Pointing dataset excerpts

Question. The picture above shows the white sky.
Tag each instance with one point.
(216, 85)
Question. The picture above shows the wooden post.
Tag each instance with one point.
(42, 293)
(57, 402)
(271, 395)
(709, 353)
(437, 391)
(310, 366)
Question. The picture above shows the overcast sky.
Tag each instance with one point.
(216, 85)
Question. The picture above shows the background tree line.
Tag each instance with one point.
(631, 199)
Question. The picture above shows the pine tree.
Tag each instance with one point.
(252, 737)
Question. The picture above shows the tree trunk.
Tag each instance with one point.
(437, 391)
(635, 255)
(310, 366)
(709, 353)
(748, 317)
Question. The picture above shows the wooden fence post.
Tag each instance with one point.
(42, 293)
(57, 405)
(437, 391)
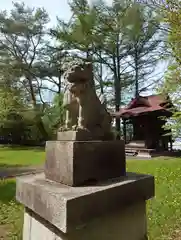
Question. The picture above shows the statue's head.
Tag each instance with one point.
(79, 77)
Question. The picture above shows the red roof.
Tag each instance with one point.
(143, 105)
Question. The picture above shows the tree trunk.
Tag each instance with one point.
(38, 119)
(136, 73)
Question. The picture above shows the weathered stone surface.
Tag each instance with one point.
(79, 162)
(125, 224)
(84, 109)
(79, 135)
(68, 208)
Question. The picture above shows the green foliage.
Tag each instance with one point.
(164, 214)
(54, 115)
(172, 83)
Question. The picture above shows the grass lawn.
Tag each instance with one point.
(21, 156)
(164, 211)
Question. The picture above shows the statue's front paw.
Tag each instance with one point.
(74, 128)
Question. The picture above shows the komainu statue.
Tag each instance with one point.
(84, 110)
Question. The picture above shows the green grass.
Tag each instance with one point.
(11, 212)
(17, 157)
(164, 211)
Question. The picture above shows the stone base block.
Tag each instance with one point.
(78, 163)
(127, 224)
(70, 208)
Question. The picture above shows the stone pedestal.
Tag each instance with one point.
(75, 162)
(109, 210)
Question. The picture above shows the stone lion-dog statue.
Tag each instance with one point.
(84, 110)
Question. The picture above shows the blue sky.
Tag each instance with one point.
(55, 8)
(61, 9)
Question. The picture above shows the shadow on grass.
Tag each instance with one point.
(9, 171)
(7, 190)
(20, 148)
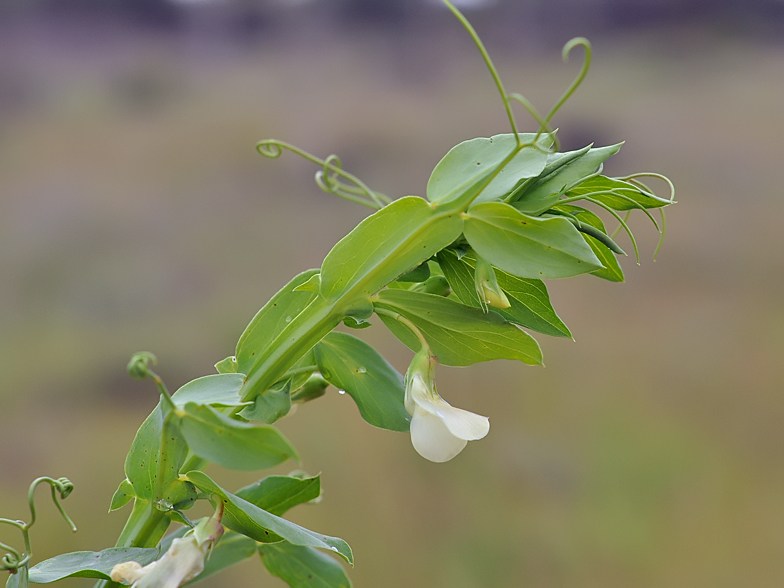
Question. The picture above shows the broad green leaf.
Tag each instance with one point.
(89, 564)
(352, 365)
(248, 519)
(149, 465)
(269, 406)
(231, 549)
(215, 390)
(526, 246)
(458, 334)
(467, 162)
(563, 171)
(530, 302)
(626, 195)
(612, 270)
(271, 320)
(303, 567)
(418, 274)
(277, 494)
(385, 245)
(122, 495)
(231, 443)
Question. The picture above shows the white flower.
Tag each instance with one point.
(181, 563)
(439, 431)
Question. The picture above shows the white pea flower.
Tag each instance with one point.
(181, 563)
(439, 431)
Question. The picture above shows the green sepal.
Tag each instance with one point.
(233, 444)
(302, 567)
(459, 335)
(89, 564)
(248, 519)
(352, 365)
(122, 496)
(527, 246)
(530, 302)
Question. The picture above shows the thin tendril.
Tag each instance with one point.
(567, 49)
(489, 63)
(327, 178)
(544, 126)
(632, 179)
(619, 227)
(401, 319)
(611, 192)
(662, 233)
(623, 224)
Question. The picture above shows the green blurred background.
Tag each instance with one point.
(136, 215)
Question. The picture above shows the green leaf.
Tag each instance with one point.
(458, 334)
(419, 274)
(530, 302)
(248, 519)
(526, 246)
(269, 406)
(612, 270)
(352, 365)
(215, 390)
(385, 245)
(231, 443)
(277, 494)
(122, 495)
(19, 579)
(626, 195)
(303, 567)
(563, 171)
(467, 162)
(150, 466)
(89, 564)
(271, 320)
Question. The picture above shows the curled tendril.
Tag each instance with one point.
(330, 178)
(632, 179)
(139, 368)
(13, 561)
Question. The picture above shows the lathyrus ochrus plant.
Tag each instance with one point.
(456, 276)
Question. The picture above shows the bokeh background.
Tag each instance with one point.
(136, 215)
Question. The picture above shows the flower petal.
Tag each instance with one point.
(462, 423)
(432, 439)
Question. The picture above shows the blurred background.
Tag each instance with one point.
(136, 215)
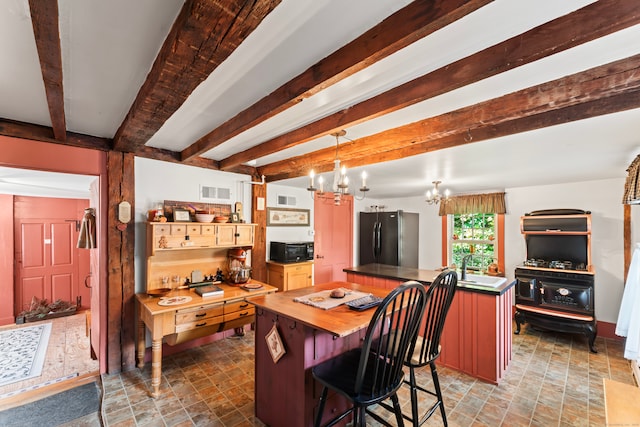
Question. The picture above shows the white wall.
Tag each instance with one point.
(602, 198)
(289, 233)
(157, 181)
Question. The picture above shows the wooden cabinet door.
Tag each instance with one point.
(298, 276)
(225, 235)
(244, 235)
(275, 276)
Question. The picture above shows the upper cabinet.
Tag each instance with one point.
(234, 235)
(187, 235)
(556, 224)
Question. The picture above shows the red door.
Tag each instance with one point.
(48, 264)
(333, 241)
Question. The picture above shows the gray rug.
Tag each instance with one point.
(22, 352)
(55, 410)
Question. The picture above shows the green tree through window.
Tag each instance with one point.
(473, 234)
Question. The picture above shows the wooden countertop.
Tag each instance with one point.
(423, 276)
(230, 293)
(340, 321)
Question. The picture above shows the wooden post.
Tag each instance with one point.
(259, 217)
(121, 323)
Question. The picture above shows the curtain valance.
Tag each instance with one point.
(474, 203)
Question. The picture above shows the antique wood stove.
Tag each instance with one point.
(555, 285)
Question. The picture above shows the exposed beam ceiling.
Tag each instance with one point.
(361, 79)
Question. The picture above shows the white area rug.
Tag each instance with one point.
(22, 352)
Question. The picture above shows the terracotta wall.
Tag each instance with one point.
(6, 259)
(27, 154)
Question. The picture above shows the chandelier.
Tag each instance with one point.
(340, 186)
(434, 197)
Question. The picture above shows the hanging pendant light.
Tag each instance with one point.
(434, 197)
(340, 185)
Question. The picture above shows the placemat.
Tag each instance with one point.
(324, 301)
(165, 301)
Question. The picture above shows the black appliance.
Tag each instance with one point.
(389, 238)
(555, 284)
(286, 252)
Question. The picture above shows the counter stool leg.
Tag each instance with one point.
(156, 367)
(141, 344)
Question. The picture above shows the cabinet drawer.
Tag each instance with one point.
(200, 313)
(207, 230)
(178, 229)
(160, 230)
(236, 306)
(249, 311)
(203, 323)
(194, 230)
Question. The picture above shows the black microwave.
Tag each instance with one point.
(286, 252)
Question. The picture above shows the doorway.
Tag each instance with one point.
(333, 237)
(48, 265)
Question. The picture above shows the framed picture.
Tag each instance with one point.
(274, 344)
(181, 215)
(288, 216)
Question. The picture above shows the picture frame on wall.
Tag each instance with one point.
(181, 215)
(274, 344)
(288, 217)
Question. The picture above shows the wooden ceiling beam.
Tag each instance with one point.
(23, 130)
(583, 25)
(415, 21)
(44, 19)
(203, 35)
(618, 80)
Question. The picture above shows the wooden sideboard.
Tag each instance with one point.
(200, 317)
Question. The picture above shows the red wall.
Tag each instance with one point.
(27, 154)
(6, 259)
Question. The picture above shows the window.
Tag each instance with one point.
(475, 235)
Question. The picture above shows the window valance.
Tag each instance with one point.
(474, 203)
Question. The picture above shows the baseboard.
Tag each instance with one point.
(48, 390)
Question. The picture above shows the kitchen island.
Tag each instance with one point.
(285, 391)
(477, 334)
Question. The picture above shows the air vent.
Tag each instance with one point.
(210, 194)
(286, 200)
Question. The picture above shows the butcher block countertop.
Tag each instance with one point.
(423, 276)
(340, 321)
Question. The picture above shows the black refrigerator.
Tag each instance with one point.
(389, 238)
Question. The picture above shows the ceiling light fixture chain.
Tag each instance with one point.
(434, 197)
(340, 185)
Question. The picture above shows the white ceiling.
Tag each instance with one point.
(108, 49)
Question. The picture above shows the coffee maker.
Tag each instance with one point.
(239, 273)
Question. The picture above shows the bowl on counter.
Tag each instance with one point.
(160, 292)
(203, 217)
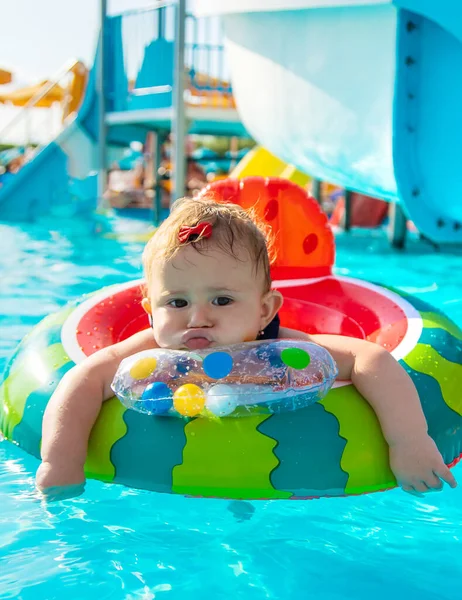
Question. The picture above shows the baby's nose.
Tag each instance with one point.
(199, 317)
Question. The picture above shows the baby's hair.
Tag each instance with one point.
(233, 229)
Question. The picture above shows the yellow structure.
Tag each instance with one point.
(5, 76)
(260, 161)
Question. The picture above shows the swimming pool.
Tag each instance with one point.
(120, 543)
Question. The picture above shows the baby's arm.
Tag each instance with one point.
(73, 410)
(414, 458)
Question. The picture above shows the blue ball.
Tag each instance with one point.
(218, 365)
(157, 398)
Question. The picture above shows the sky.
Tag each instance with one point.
(37, 37)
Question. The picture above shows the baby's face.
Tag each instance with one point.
(200, 300)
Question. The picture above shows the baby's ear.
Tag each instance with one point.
(271, 304)
(146, 305)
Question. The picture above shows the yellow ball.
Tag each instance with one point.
(189, 400)
(143, 368)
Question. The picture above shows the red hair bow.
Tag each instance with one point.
(201, 229)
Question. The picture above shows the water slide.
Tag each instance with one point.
(362, 93)
(138, 81)
(59, 179)
(260, 161)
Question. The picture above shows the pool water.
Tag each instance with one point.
(114, 542)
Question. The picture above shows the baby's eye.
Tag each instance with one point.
(177, 303)
(222, 301)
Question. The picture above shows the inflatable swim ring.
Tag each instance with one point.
(264, 377)
(334, 447)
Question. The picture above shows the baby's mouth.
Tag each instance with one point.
(197, 343)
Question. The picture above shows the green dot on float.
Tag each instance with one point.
(295, 358)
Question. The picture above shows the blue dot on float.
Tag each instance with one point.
(157, 398)
(218, 365)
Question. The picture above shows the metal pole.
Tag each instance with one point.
(102, 130)
(347, 212)
(397, 227)
(157, 204)
(179, 109)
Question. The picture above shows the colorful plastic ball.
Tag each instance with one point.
(297, 358)
(143, 368)
(157, 398)
(222, 400)
(218, 365)
(189, 400)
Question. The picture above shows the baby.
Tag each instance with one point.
(208, 284)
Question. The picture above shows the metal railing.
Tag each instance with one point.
(206, 70)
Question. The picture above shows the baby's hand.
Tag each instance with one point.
(418, 466)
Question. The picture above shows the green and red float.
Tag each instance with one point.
(334, 447)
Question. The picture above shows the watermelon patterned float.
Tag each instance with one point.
(334, 447)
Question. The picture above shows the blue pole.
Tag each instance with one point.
(179, 109)
(102, 129)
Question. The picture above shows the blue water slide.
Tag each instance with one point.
(363, 93)
(61, 177)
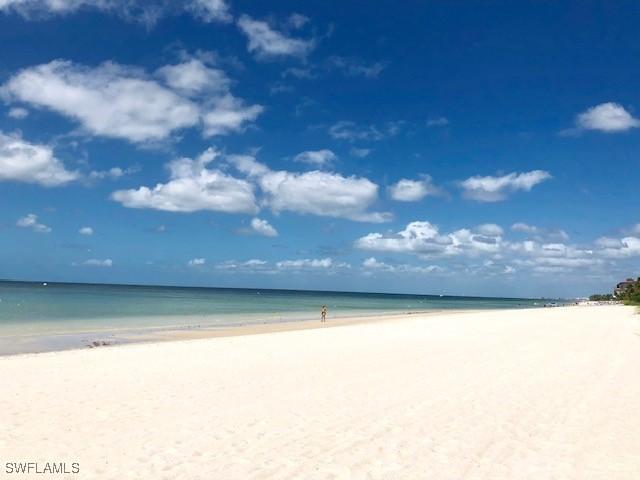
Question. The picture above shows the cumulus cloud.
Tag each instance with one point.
(406, 190)
(316, 157)
(539, 232)
(486, 243)
(319, 265)
(112, 174)
(350, 131)
(438, 122)
(254, 265)
(360, 152)
(193, 77)
(209, 10)
(96, 262)
(417, 237)
(262, 227)
(297, 20)
(524, 228)
(21, 161)
(355, 67)
(18, 113)
(321, 193)
(495, 189)
(266, 43)
(147, 12)
(372, 264)
(117, 101)
(192, 187)
(607, 117)
(31, 221)
(619, 247)
(316, 263)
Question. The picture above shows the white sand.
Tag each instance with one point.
(535, 394)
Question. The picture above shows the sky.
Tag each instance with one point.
(465, 148)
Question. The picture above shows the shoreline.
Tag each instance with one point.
(37, 344)
(525, 393)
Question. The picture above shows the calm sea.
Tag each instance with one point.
(30, 307)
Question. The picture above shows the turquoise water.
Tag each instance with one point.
(28, 308)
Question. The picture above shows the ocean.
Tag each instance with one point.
(36, 316)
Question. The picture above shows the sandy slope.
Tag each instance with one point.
(531, 394)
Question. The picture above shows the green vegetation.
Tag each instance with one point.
(598, 297)
(631, 294)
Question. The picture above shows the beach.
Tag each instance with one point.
(498, 394)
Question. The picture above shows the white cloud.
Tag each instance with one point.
(31, 221)
(317, 193)
(297, 20)
(524, 228)
(266, 42)
(321, 193)
(147, 12)
(619, 248)
(417, 237)
(193, 77)
(112, 174)
(18, 113)
(321, 263)
(116, 101)
(372, 264)
(96, 262)
(229, 114)
(21, 161)
(249, 266)
(438, 122)
(494, 189)
(192, 187)
(607, 117)
(350, 131)
(406, 190)
(209, 10)
(489, 229)
(500, 256)
(360, 152)
(262, 227)
(354, 67)
(540, 233)
(316, 157)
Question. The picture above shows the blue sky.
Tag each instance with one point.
(476, 148)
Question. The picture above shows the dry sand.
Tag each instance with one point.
(528, 394)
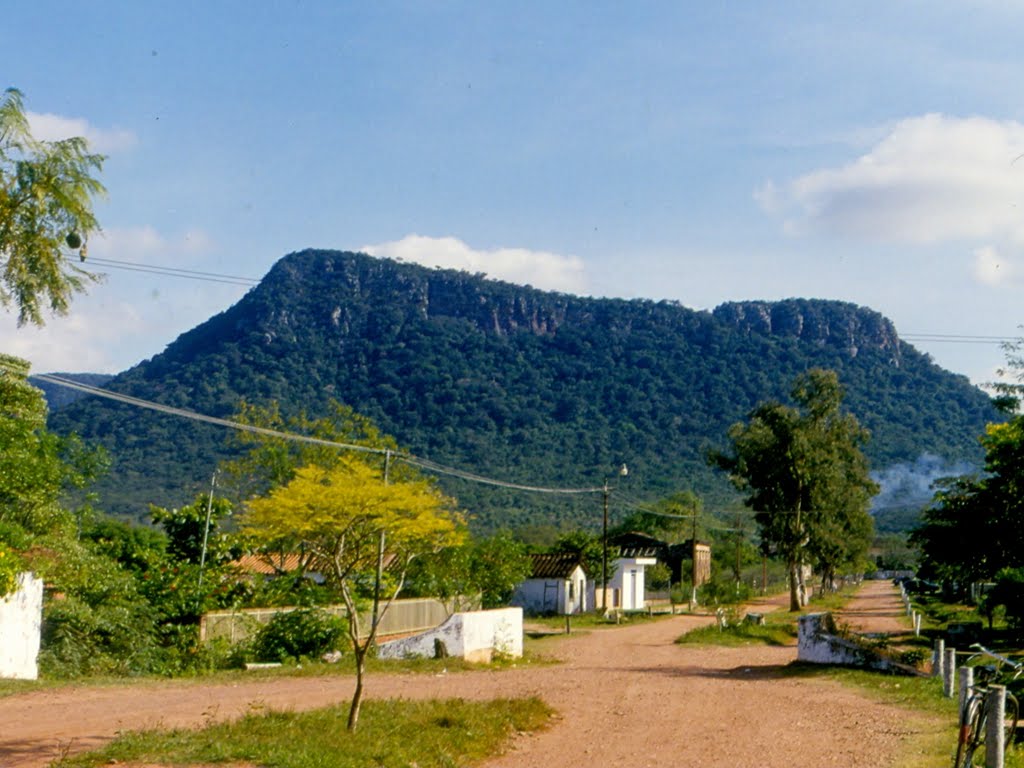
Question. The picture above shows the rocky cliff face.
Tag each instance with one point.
(837, 325)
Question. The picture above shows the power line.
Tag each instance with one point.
(134, 266)
(408, 458)
(242, 281)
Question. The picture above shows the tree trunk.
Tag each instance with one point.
(360, 667)
(797, 592)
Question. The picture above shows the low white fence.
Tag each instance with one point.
(475, 636)
(404, 616)
(20, 626)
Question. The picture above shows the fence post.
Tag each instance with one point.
(995, 705)
(948, 671)
(966, 681)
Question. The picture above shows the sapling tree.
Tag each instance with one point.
(346, 516)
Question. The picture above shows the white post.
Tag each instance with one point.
(995, 704)
(948, 671)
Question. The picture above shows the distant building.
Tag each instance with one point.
(628, 580)
(557, 584)
(672, 555)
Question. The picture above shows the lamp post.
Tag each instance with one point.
(623, 471)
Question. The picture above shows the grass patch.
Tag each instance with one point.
(391, 734)
(344, 668)
(775, 631)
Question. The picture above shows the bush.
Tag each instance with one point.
(723, 592)
(9, 568)
(1008, 592)
(306, 632)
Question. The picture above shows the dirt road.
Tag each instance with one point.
(627, 696)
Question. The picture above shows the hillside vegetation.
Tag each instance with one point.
(518, 384)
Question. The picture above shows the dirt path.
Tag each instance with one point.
(625, 696)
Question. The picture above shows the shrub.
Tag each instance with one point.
(8, 571)
(723, 592)
(305, 632)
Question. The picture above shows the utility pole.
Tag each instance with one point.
(604, 552)
(206, 536)
(693, 557)
(380, 554)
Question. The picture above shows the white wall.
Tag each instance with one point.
(629, 580)
(20, 625)
(475, 636)
(553, 595)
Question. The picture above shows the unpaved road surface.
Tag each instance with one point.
(625, 696)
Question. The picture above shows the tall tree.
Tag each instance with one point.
(974, 526)
(46, 194)
(35, 464)
(806, 479)
(343, 516)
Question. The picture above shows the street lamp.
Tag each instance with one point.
(623, 471)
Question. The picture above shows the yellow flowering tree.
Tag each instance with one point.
(344, 517)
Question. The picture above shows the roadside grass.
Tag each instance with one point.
(932, 723)
(391, 734)
(779, 627)
(777, 630)
(532, 655)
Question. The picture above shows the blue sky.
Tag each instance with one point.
(696, 152)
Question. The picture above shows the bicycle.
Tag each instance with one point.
(974, 713)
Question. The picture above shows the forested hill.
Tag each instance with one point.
(514, 383)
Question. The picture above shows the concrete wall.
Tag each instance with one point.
(20, 625)
(404, 615)
(474, 636)
(818, 643)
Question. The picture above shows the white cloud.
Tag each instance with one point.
(930, 179)
(51, 127)
(993, 268)
(542, 269)
(79, 342)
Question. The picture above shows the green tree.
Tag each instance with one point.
(806, 479)
(36, 466)
(347, 517)
(973, 528)
(195, 531)
(489, 568)
(46, 194)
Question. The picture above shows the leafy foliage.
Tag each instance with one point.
(489, 567)
(46, 193)
(347, 517)
(514, 383)
(297, 634)
(973, 529)
(804, 475)
(9, 568)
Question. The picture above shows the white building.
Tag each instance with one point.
(557, 585)
(628, 581)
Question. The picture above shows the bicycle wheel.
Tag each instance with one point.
(972, 732)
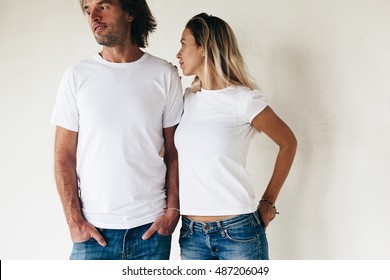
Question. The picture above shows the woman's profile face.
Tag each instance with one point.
(190, 55)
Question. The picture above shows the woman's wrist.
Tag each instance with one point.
(269, 203)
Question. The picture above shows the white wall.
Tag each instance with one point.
(325, 68)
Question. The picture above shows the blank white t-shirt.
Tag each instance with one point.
(119, 111)
(212, 140)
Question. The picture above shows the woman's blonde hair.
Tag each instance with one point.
(222, 54)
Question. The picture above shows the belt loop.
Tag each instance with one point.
(191, 226)
(221, 229)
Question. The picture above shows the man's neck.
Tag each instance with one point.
(122, 54)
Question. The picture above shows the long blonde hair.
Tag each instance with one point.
(222, 54)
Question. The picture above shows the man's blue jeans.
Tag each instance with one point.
(124, 245)
(239, 238)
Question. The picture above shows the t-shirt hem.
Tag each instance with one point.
(133, 224)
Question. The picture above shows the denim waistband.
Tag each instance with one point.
(210, 227)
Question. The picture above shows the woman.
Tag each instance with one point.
(221, 219)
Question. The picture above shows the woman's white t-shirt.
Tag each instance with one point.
(212, 140)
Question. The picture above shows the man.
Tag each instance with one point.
(114, 113)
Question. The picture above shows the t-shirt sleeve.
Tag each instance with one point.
(174, 105)
(256, 104)
(65, 113)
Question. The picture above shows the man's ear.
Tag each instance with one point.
(130, 18)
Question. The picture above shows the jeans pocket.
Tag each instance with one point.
(85, 242)
(184, 231)
(245, 233)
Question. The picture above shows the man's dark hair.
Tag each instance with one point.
(144, 22)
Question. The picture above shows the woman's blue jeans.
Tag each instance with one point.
(239, 238)
(124, 245)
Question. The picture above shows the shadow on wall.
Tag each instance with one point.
(298, 97)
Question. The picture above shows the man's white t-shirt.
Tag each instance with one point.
(119, 111)
(212, 140)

**Request**
With the line containing "Question. The picture above shows the jeans" as the first and the last line of the records as the final one, print exactly the lines in that span.

**Result below**
Question. The picture above shows the jeans pocket.
Tag each instance with one point.
(85, 242)
(184, 231)
(245, 233)
Question. The picture above shows the man's dark hair.
Tag each instance with one point.
(144, 22)
Question. The picture above shows the woman's blue jeans.
Tag each instance with one point.
(239, 238)
(124, 245)
Question. The picture above shows the shadow on wall.
Tag each instance with one point.
(298, 97)
Question. The picture above shows the man's white t-shirt.
Tag each instance with one point.
(119, 111)
(212, 140)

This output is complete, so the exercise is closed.